[Stored data entries]
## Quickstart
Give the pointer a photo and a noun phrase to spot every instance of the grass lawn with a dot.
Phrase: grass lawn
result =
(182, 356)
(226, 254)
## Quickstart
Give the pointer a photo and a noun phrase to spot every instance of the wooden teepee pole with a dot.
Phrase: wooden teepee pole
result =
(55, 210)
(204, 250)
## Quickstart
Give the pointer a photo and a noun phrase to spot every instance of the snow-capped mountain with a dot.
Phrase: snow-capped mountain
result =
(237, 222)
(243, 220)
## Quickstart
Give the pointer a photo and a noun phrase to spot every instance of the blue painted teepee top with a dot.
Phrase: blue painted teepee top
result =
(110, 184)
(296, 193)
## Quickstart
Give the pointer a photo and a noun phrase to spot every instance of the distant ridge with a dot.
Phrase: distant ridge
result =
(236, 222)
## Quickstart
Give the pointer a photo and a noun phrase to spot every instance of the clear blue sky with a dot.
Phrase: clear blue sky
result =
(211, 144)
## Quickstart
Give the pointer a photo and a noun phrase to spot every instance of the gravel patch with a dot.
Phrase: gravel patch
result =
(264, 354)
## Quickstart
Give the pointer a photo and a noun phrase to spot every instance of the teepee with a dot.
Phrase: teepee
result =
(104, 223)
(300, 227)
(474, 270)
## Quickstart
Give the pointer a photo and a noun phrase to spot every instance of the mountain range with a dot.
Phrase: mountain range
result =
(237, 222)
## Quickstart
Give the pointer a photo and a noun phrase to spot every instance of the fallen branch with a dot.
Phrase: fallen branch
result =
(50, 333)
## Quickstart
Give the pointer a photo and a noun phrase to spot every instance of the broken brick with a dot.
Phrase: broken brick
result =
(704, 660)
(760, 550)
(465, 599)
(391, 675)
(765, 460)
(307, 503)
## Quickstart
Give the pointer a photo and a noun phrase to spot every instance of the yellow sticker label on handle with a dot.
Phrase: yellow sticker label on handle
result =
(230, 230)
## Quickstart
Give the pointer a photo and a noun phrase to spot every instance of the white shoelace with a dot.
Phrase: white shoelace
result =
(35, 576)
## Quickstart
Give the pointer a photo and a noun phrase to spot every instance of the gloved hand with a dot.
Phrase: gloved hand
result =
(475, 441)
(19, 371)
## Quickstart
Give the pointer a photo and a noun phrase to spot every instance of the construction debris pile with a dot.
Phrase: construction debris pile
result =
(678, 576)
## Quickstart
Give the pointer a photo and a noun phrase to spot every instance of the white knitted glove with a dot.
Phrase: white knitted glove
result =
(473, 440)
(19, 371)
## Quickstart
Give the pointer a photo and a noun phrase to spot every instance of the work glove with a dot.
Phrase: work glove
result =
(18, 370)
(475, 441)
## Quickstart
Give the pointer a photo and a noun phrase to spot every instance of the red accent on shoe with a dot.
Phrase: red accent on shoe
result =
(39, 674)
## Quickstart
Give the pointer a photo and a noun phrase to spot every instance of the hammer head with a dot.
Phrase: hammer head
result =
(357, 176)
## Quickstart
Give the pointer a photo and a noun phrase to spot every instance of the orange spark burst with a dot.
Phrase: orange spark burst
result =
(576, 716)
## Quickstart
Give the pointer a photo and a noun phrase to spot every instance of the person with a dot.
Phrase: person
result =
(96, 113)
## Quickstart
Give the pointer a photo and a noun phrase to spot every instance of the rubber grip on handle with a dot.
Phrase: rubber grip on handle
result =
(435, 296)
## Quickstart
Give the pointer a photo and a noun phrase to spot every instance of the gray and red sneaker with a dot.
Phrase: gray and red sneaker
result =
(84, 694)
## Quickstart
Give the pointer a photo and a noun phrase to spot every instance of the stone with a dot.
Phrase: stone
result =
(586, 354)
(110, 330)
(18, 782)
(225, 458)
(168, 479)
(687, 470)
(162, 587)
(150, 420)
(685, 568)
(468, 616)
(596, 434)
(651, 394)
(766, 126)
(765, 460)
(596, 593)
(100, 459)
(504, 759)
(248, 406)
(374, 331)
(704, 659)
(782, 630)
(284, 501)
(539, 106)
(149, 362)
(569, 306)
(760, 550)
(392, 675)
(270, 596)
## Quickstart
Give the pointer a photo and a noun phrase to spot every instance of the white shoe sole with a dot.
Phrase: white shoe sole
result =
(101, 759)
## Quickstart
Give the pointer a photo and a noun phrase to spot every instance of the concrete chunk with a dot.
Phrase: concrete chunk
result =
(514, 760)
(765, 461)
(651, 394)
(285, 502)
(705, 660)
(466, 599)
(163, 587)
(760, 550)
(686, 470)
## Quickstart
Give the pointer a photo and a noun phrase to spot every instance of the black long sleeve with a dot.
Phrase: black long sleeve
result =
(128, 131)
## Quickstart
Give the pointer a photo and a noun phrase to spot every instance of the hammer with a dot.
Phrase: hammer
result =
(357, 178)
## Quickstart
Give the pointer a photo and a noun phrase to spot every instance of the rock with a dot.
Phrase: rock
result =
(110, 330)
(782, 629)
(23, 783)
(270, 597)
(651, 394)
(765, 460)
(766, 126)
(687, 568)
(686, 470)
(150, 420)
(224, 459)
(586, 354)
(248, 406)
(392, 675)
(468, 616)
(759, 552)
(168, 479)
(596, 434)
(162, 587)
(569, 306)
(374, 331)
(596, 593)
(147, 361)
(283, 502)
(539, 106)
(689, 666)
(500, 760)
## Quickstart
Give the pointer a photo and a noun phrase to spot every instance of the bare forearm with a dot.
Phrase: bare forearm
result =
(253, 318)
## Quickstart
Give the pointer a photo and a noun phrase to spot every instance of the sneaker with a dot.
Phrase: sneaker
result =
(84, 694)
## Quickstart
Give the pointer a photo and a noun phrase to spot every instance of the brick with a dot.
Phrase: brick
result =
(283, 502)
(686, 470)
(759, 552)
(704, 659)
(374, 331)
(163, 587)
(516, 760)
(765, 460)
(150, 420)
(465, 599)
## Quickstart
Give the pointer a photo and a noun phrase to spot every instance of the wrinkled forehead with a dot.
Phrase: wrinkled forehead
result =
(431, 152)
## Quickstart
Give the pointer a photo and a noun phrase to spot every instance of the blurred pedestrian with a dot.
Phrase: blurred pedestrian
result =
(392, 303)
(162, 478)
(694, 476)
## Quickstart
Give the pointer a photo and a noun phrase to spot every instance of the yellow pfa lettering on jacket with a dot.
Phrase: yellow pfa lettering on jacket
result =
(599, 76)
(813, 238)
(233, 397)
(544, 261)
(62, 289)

- **Instructions to follow**: Every record shown above should be written out again exactly.

- **Result for this exercise**:
## Quickstart
Give the pointer a photo and a noun phrase to spot every instance of the grass lawn with a dot.
Phrase: grass lawn
result =
(182, 356)
(226, 254)
## Quickstart
Give the pointer a photo and a noun phrase to spot every instance of the wooden teepee pole with a dot.
Phrase: wooden teepee pole
result =
(55, 210)
(204, 250)
## Quickstart
Give the pointer a photo and a noun phrase to spot every instance of the snow-capped mountain with a dot.
Phrase: snow-capped mountain
result =
(237, 222)
(243, 220)
## Quickstart
Give the pointer a photo and a noun phrase to spot every instance of the blue painted teepee top with a dot.
Phrase: blue painted teepee top
result =
(110, 184)
(296, 193)
## Quickstart
Give the pointer a photo and a noun phrase to spot every instance of the distant ridge with a dot.
Phrase: distant ridge
result =
(236, 222)
## Quickstart
Give the pointer a photo and a noun phrase to spot every instance of the clear blue sky with a dot.
Phrase: clear blue sky
result =
(211, 144)
## Quickstart
Give the pointer a photo and a noun phrase to spot every instance of the gravel patch with a dot.
Phrase: gravel patch
result =
(264, 354)
## Quickstart
Give the pointer a photo and a noun phrase to spot every instance of the teepee with a dot.
Phrase: teepee
result =
(104, 223)
(300, 227)
(474, 270)
## Quickstart
Give the pointer a photo and a noun phrase to spot every instance of the mountain range with a dot.
Phrase: mountain range
result =
(237, 222)
## Quickstart
Give the pointer a photo and a noun phrase to spot every instance of the fallen branch with a dot.
Phrase: fallen branch
result =
(50, 333)
## Quickstart
Give the pointer a photo and a noun phrase to spot every instance of the broken brick with a dot.
Phrase: broken brick
result =
(704, 660)
(760, 550)
(465, 599)
(391, 675)
(765, 460)
(307, 503)
## Quickstart
Give the pointer a photo and a noun phrase to spot every instance of the yellow sticker label on handle with a dot.
Phrase: yellow sticker label on handle
result =
(230, 230)
## Quickstart
Give the pointer a photo and a noun phrase to spot every instance of the white shoelace with a dot.
Phrase: white shoelace
result =
(35, 576)
## Quickstart
Give the pointer a photo and a noun phrase to spot every instance of the gloved hand with a dot.
Phrase: gloved hand
result =
(475, 441)
(19, 371)
## Quickstart
Give the pointer a photo and a noun phrase to spot every instance of the construction debris pile with a dot.
Phrase: construction debris pile
result =
(678, 576)
## Quickstart
Give the pointer a photo and a noun phrase to spot every instance of the white knitted glove with a dot.
Phrase: white knitted glove
result =
(473, 440)
(19, 371)
## Quickstart
Give the pointer a photo and a noun phrase to spot every instance of the work glove with a dot.
Phrase: work glove
result =
(18, 370)
(475, 441)
## Quickstart
Give the pointer a photo and a noun phrase to spot every instance of the red accent on shoe with a dot.
Phrase: red accent on shoe
result =
(39, 674)
## Quickstart
Give the pointer a photo and a noun phrase to spot every instance of the hammer head with a dot.
Phrase: hammer head
result =
(357, 176)
## Quickstart
Give the pointer a photo and a noun phrase to spot every instance of the orange spark burst with a dot.
Phrase: orange spark burst
result =
(576, 716)
## Quickstart
Give the pointer a photo and a noun phrase to spot every instance of the person with a dot.
Phrase: person
result =
(96, 113)
## Quickstart
Give the pointer a photo and a noun phrase to spot every instance of the rubber grip on handle with a dot.
Phrase: rubber grip on handle
result =
(435, 296)
## Quickstart
Give the pointer a photo and a noun phrase to spot every instance of the gray and red sneaker with a dot.
Phrase: gray and red sneaker
result =
(84, 694)
## Quickstart
Give the pointer a photo and a noun phrase to spot every instance of the stone with a dot.
Phrase: stone
result =
(586, 354)
(110, 330)
(18, 782)
(225, 458)
(168, 479)
(687, 470)
(162, 587)
(150, 420)
(685, 568)
(468, 616)
(596, 434)
(651, 394)
(766, 126)
(765, 460)
(596, 593)
(100, 459)
(504, 759)
(248, 406)
(374, 331)
(704, 659)
(782, 630)
(284, 501)
(539, 106)
(149, 362)
(569, 306)
(760, 550)
(392, 675)
(270, 596)
## Quickstart
Give the pointer a photo and a noun phrase to spot every instance of the white shoe sole with a dot.
Phrase: white shoe sole
result =
(101, 759)
## Quickstart
Give the pointer a photo and a noun phrase to spot every instance of the concrete chunk with a dot.
Phrase: concrete chunk
result =
(514, 760)
(765, 461)
(651, 394)
(285, 502)
(705, 660)
(466, 599)
(163, 587)
(760, 550)
(686, 470)
## Quickstart
Give the pointer a photo and a noun phrase to spot every instance of the black long sleeve with a dot.
Phrase: black long sleeve
result =
(128, 131)
## Quickstart
Give the pointer a photo and a noun phrase to spot every instance of the hammer with a dot.
Phrase: hammer
result =
(357, 178)
## Quickstart
Give the pointer a photo and a noun phrase to spot every instance of the rock with a dot.
Phrase: rock
result =
(110, 330)
(782, 629)
(23, 783)
(270, 597)
(651, 394)
(765, 460)
(766, 126)
(687, 568)
(686, 470)
(150, 420)
(224, 459)
(586, 354)
(248, 406)
(392, 675)
(468, 616)
(759, 552)
(168, 479)
(596, 434)
(162, 587)
(569, 306)
(374, 331)
(596, 593)
(147, 361)
(283, 502)
(539, 106)
(689, 666)
(500, 760)
## Quickstart
Give the pointer a photo and a noun phrase to spot every instance of the bare forearm with a dot.
Phrase: bare forearm
result =
(253, 318)
## Quickstart
Give the pointer a photo and a noun phrase to spot every instance of the sneaker with a dot.
Phrase: sneaker
result =
(84, 694)
## Quickstart
Give the pointer a photo and a noun phrase to spot every instance of the brick with a dot.
Phrase: brick
result =
(283, 502)
(686, 470)
(759, 552)
(704, 659)
(374, 331)
(163, 587)
(516, 760)
(765, 460)
(150, 420)
(465, 599)
## Quickstart
Give the pointer a photo and a noun phrase to spot every instance of the wrinkled forehead with a dot.
Phrase: wrinkled forehead
result =
(431, 152)
## Quickstart
Give the pointer a photo and a noun phrase to spot every instance of the blurred pedestrian with a dot.
Phrase: blurred pedestrian
result =
(392, 303)
(162, 478)
(694, 476)
## Quickstart
Give the pointer a photo and a noun phrase to spot every instance of the yellow pfa lettering on jacket with a dot.
Phrase: yellow pfa lettering on jacket
result =
(599, 76)
(813, 238)
(233, 397)
(544, 261)
(62, 289)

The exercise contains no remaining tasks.